Give the data below again exactly as written, without its pictures.
■ ■ ■ ■
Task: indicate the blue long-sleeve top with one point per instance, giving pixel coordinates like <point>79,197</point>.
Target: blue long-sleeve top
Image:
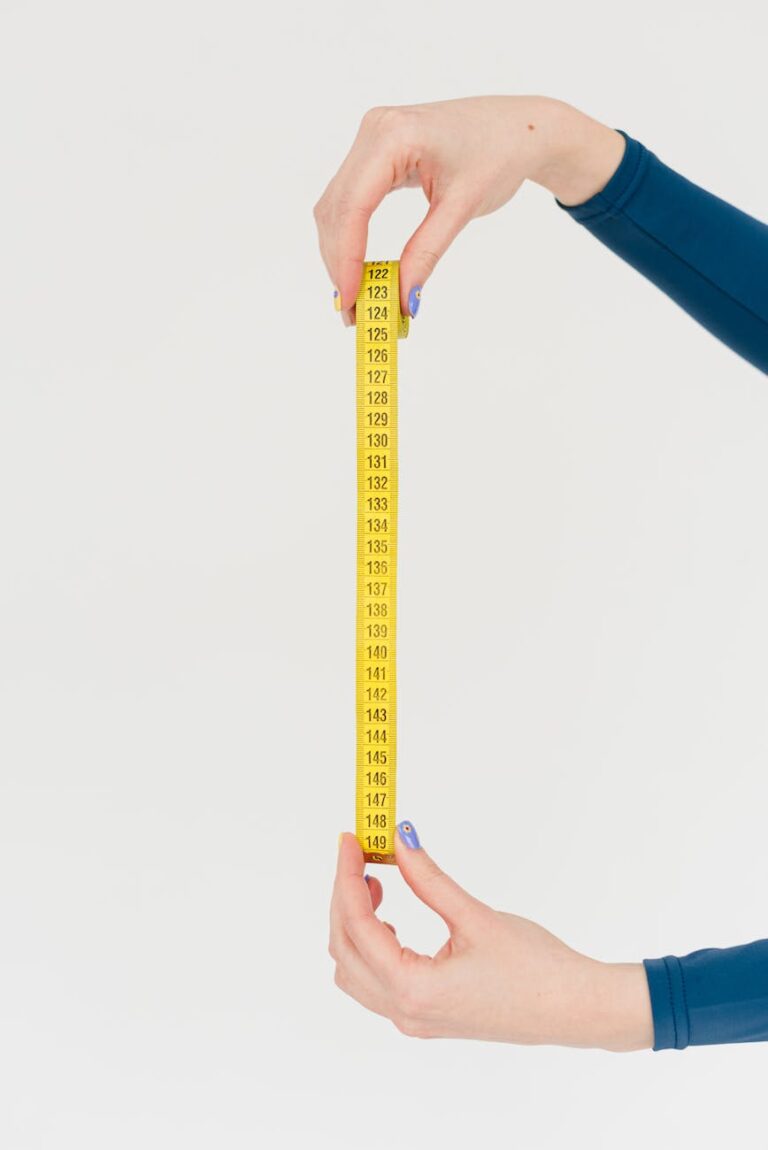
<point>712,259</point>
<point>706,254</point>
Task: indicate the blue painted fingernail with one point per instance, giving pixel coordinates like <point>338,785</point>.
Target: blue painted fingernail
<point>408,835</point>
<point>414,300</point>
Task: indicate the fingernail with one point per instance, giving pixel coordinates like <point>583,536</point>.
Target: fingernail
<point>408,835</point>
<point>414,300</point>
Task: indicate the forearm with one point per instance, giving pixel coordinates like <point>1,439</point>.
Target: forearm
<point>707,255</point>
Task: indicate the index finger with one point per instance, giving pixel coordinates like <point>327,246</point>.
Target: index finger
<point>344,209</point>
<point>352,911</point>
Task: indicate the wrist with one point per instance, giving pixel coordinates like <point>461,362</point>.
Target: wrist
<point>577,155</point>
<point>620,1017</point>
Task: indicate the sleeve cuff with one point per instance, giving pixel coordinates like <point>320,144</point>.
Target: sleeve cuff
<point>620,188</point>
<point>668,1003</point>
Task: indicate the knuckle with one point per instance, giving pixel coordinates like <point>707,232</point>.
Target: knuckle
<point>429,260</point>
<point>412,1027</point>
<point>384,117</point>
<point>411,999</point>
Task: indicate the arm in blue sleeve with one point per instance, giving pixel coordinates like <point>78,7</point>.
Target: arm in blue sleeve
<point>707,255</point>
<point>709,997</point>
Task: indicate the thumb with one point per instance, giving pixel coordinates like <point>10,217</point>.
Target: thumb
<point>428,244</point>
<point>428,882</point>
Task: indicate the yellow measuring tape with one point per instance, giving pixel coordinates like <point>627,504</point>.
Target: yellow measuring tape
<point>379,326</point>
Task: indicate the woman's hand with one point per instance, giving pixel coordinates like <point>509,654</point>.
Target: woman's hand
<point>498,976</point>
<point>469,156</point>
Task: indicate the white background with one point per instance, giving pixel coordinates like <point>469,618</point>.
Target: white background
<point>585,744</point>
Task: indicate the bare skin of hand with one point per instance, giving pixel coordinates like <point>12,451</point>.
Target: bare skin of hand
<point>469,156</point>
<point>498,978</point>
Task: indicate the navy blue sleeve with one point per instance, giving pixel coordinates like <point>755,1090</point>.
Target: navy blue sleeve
■ ■ ■ ■
Response to the exercise:
Task: indicate the blue long-sleeve top with one point per instance, giving pixel coordinates like <point>79,197</point>.
Target: blue long-sleeve top
Image:
<point>712,259</point>
<point>706,254</point>
Task: indicate the blue painted fingernail with one point per instance, giving pixel coordinates like <point>338,785</point>.
Target: blue painted fingernail
<point>408,835</point>
<point>414,300</point>
Task: indicate the fingernail with one point per instance, giving pixel coordinates like <point>583,536</point>.
Target: fingernail
<point>408,835</point>
<point>414,300</point>
Task: indicate the forearm with one point per instance, giving pixel coordinates like <point>1,439</point>.
Target: forearm
<point>707,255</point>
Task: indicate the index finger with one point per instance, giving pixel coordinates like <point>327,246</point>.
Target: index finger
<point>344,209</point>
<point>352,911</point>
Task: indicate the wrist with one point per instance, giving pixel coordinates like <point>461,362</point>.
Target: wrist
<point>577,155</point>
<point>620,1017</point>
Task: indicate the sleeve cuff with one point per instance, giving pixel coordinates like <point>320,144</point>.
Target: sleeve cuff
<point>620,188</point>
<point>668,1003</point>
Task: indicate the knuckle with one point per instance, giving pixel coordinates like <point>707,232</point>.
Target: knuckle
<point>429,260</point>
<point>412,1027</point>
<point>384,117</point>
<point>411,999</point>
Task: indicate the arm in blue sleeve with one point per instance, giving pixel coordinates like <point>78,7</point>.
Target: arm in blue sleeve
<point>707,255</point>
<point>709,997</point>
Task: indicate the thumb with one point per instance, giving pixel coordinates like <point>10,217</point>.
Target: thumb
<point>428,244</point>
<point>428,882</point>
Task: indicate the yellow measuring tape with one point per instance, giving pixel coordinates like <point>627,504</point>.
Target: yellow measuring tape
<point>379,326</point>
Task: indicate the woman's hand with one point per instance, giving pixel coordinates like <point>509,654</point>.
Target: woman's hand
<point>498,976</point>
<point>469,156</point>
Task: indicate the white background with one point per instance, giving pixel coordinates like <point>469,618</point>.
Target: white background
<point>585,744</point>
Task: indicate the bare skin of hand with one point per instance, giving pixel coordinates like <point>12,451</point>.
Target: bare skin of hand
<point>469,156</point>
<point>498,978</point>
Task: indicate the navy blue sleeve with one point per instance, giving pixel coordinates like <point>755,1090</point>.
Target: navy blue sleeve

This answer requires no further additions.